Document passage:
The National Education Association, which is the nation’s largest teachers’ union as well as the largest labor union, wrote in a tweet this week that educators “know better than anyone” how to help children learn and thrive.
The NEA is both a formidable force in state and national politics and arguably one of the most powerful entities working to limit parental rights and institutionalize radical left-wing social ideology in the classroom.
This subtly subversive comment from the union drew the attention of former Trump administration Education Secretary Betsy DeVos, a prominent school choice advocate, who smacked back by quipping “You misspelled parents.”
“Together, families and educators are an essential team for advocating for the resources and opportunities all students need,” the union replied in a tweet.
“Out-of-touch billionaires, however, are not,” it added, taking a thinly veiled swipe at DeVos, the daughter of billionaire Edgar Prince, brother to Blackwater USA founder Erik Prince, and wife to Amway CEO Dick DeVos and also a businesswoman and investor in her own right.
Interestingly, DeVos’ views tend to be far more in line with that of a grassroots movement of non-billionare parents who have protested and drawn attention to the radical policies the NEA strongly backs, such as the prominence of public school curriculum rooted in critical theory perspectives on sexuality, gender, and race.
The nation’s top teachers unions also tend to be the primary, if not sole, figures behind political opposition to the kind of school choice legislation that DeVos has championed during her career.
Scrutiny of public school curriculum and policies shot to the forefront of the American political scene — and into the consciousness of everyday parents — during the pandemic.
In 2021, as parents begged schools to re-open and let children, suffering from a year of disrupted learning, NEA fought to keep schools closed, demanding stringent COVID-19 masking, testing, and vaccine mandates when children were largely shown to contract and succumb to the virus at stunningly low rates.
Meanwhile, as parents protested, the National School Board Association called on the Department of Justice to investigate activists involved with the oftentimes rowdy school board meetings as “domestic terrorists.”

Exercise: Can you reproduce the passage of the article about the teachers' union and Betsy DeVos, starting at "The nation’s top" and ending at "stunningly low rates."?

Data provided:
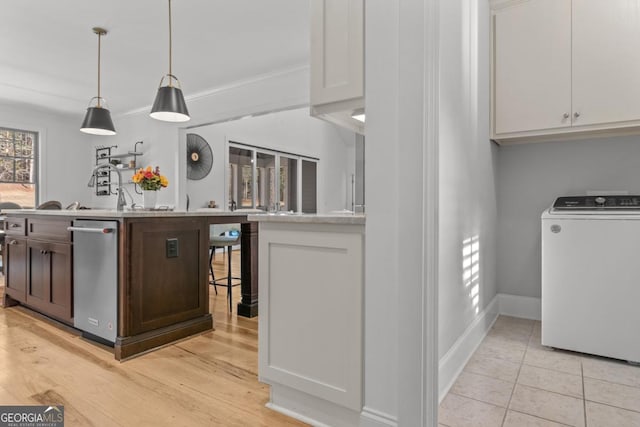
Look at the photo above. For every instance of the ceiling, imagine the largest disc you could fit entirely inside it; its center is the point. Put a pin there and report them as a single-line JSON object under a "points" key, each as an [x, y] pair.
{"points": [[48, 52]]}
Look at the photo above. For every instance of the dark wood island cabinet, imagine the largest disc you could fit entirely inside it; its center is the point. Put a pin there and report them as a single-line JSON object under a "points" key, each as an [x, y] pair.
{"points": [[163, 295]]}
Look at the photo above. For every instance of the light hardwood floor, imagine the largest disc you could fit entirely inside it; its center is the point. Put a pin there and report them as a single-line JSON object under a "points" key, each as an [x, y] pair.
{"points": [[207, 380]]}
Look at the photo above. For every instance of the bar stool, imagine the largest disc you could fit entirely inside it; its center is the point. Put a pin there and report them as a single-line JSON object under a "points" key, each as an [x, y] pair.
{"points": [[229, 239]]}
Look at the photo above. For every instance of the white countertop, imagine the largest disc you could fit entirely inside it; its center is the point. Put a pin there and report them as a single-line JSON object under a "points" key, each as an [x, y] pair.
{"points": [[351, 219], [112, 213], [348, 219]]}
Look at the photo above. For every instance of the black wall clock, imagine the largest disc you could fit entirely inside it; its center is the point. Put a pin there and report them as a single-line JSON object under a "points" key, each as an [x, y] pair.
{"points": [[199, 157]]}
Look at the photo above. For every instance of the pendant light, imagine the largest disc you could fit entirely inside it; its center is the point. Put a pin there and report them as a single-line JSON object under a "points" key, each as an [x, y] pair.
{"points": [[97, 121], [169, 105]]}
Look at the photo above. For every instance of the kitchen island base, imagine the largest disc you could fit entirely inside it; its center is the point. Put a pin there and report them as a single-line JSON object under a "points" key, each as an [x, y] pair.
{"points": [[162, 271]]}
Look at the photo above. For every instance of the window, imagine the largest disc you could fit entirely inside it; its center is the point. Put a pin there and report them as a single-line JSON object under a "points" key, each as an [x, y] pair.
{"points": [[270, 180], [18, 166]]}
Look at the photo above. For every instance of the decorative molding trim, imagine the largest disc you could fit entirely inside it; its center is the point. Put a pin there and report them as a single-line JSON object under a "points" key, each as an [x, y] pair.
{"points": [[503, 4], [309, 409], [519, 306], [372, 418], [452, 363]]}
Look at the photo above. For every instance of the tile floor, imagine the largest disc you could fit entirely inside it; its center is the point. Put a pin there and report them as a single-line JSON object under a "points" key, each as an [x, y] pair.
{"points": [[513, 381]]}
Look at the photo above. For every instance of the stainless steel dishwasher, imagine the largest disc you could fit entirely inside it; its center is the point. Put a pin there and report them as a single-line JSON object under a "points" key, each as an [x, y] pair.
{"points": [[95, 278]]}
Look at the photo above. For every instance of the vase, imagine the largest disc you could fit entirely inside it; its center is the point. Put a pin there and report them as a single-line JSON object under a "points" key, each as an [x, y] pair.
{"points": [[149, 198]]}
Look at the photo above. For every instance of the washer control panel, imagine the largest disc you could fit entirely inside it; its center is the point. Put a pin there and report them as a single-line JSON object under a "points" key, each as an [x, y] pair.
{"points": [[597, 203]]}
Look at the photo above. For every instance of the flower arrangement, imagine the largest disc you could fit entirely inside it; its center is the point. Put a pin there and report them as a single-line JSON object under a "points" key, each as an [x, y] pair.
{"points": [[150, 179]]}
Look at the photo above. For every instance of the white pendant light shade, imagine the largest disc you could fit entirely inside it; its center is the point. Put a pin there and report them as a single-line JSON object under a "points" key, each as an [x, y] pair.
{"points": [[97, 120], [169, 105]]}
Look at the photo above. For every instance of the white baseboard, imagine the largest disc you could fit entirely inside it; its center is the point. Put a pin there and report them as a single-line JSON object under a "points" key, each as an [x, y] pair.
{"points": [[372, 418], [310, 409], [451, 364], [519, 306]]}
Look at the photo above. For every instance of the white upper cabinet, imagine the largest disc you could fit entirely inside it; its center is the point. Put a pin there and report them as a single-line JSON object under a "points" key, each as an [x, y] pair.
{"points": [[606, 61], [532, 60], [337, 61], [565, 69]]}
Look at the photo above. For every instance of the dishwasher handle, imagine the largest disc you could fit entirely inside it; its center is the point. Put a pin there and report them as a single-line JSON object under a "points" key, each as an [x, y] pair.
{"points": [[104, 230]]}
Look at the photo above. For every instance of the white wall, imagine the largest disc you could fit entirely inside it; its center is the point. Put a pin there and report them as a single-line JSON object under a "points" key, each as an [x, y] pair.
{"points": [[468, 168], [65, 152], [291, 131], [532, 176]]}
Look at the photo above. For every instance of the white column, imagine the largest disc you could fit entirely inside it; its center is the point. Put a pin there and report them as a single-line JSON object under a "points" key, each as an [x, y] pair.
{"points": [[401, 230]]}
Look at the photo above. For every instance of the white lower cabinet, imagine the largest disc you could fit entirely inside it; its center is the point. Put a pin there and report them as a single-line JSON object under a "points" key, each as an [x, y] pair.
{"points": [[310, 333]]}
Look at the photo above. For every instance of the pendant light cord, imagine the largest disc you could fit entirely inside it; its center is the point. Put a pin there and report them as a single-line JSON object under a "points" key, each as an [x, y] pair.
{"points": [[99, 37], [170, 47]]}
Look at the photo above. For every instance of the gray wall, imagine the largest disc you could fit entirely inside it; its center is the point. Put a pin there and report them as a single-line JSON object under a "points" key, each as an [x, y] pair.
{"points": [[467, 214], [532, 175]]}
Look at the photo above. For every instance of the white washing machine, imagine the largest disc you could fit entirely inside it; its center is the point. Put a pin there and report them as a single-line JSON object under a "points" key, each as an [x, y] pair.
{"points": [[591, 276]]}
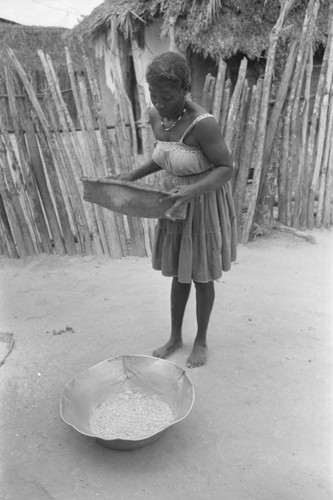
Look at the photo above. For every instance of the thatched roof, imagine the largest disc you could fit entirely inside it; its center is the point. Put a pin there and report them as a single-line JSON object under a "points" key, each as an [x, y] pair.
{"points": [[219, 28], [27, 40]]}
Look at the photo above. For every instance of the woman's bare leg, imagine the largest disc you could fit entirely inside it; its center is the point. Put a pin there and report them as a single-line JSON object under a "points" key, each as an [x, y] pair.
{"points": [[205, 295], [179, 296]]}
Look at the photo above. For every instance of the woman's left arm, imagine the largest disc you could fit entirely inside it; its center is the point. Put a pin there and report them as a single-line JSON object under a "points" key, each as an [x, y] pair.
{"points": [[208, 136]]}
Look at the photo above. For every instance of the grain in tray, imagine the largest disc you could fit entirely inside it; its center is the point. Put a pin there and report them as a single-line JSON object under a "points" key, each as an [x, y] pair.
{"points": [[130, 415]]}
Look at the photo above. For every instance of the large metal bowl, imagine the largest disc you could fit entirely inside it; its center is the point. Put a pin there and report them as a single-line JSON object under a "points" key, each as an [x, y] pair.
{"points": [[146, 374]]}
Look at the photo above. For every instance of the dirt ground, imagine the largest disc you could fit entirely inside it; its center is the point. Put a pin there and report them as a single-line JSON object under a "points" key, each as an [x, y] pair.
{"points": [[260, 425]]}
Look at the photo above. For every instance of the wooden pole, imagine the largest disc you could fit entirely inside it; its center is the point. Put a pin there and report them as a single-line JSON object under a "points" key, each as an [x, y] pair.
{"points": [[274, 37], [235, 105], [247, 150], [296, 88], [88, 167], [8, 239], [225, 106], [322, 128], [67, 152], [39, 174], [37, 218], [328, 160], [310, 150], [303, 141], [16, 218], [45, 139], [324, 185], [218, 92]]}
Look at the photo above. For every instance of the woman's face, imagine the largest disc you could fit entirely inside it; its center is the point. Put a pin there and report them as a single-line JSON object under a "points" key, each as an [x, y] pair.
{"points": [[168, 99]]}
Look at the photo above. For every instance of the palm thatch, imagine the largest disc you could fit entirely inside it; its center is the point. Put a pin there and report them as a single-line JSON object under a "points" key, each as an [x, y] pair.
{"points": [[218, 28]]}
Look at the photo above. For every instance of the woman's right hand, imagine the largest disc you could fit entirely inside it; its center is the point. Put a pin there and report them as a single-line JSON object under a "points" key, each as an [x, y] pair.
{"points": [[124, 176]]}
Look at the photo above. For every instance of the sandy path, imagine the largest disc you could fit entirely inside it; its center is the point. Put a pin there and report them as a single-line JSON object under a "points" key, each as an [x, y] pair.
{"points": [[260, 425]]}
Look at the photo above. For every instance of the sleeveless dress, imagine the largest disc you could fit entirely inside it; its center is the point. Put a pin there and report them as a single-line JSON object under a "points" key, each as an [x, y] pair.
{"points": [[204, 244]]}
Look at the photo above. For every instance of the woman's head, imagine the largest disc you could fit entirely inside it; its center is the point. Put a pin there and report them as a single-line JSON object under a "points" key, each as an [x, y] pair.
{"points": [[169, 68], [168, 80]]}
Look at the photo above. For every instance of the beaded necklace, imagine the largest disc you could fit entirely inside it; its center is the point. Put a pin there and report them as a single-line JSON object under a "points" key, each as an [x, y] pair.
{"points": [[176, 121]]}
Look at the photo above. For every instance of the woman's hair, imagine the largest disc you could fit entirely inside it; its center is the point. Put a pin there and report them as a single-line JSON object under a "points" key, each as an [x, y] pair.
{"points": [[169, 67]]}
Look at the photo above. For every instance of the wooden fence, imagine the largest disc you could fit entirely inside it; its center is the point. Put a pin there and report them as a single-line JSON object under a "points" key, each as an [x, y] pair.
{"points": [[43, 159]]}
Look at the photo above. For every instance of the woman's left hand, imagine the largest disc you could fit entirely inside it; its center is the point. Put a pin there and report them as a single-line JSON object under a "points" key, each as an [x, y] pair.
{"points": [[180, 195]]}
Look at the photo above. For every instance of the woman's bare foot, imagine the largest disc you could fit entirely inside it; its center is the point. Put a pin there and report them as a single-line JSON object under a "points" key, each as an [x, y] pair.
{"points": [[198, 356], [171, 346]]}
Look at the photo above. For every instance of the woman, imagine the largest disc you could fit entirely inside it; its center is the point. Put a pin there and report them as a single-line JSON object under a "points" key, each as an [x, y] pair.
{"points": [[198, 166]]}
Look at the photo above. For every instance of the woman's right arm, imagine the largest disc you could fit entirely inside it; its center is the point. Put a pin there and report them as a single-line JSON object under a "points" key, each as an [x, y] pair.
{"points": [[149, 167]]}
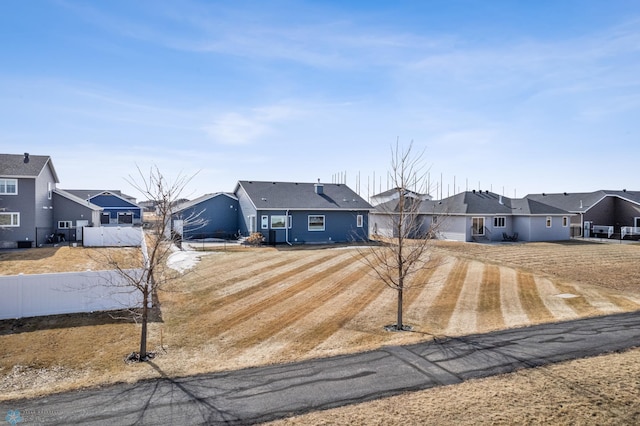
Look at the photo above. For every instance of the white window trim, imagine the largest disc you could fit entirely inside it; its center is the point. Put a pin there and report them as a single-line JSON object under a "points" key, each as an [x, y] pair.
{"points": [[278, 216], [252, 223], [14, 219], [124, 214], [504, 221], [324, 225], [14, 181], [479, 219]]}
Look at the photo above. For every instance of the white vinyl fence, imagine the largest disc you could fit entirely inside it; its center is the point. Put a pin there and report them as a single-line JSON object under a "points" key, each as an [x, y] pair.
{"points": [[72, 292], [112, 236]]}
...
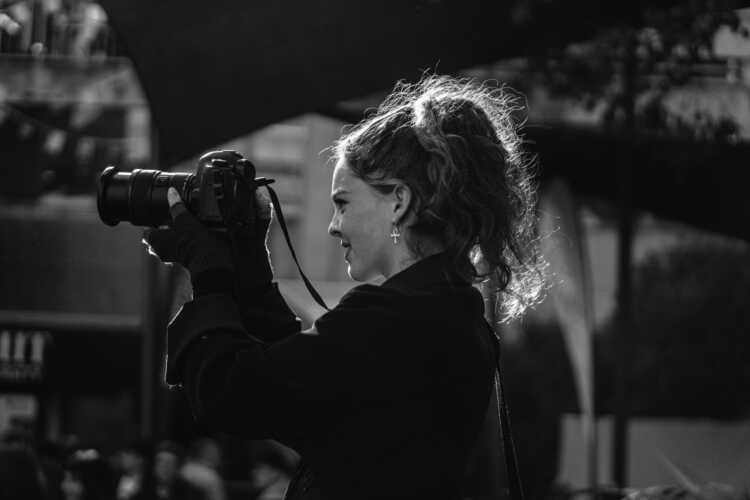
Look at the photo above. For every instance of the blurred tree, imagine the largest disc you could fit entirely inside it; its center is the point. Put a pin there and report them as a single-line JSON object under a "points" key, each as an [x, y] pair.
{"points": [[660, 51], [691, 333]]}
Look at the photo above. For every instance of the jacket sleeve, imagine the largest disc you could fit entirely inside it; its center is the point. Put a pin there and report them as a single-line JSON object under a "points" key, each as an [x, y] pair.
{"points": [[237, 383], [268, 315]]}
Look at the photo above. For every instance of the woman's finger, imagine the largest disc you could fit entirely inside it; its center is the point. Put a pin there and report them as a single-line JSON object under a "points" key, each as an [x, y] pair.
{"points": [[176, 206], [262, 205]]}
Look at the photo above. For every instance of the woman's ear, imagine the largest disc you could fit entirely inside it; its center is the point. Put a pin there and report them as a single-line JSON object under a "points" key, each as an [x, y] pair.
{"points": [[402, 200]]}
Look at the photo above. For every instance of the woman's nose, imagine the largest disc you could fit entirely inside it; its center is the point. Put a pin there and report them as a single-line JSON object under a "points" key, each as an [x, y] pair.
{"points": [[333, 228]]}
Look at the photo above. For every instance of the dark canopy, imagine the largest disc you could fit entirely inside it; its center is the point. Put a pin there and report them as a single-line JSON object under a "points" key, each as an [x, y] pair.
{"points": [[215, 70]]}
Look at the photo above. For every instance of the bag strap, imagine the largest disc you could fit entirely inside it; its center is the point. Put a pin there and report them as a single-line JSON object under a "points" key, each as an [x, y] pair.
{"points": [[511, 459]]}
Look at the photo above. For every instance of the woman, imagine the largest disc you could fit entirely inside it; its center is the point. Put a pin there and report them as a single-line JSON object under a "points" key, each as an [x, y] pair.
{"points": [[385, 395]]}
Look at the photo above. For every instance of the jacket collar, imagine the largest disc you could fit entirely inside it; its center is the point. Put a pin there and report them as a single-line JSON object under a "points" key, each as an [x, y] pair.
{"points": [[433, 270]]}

Answer below:
The nation’s top teachers unions also tend to be the primary, if not sole, figures behind political opposition to the kind of school choice legislation that DeVos has championed during her career.
Scrutiny of public school curriculum and policies shot to the forefront of the American political scene — and into the consciousness of everyday parents — during the pandemic.
In 2021, as parents begged schools to re-open and let children, suffering from a year of disrupted learning, NEA fought to keep schools closed, demanding stringent COVID-19 masking, testing, and vaccine mandates when children were largely shown to contract and succumb to the virus at stunningly low rates.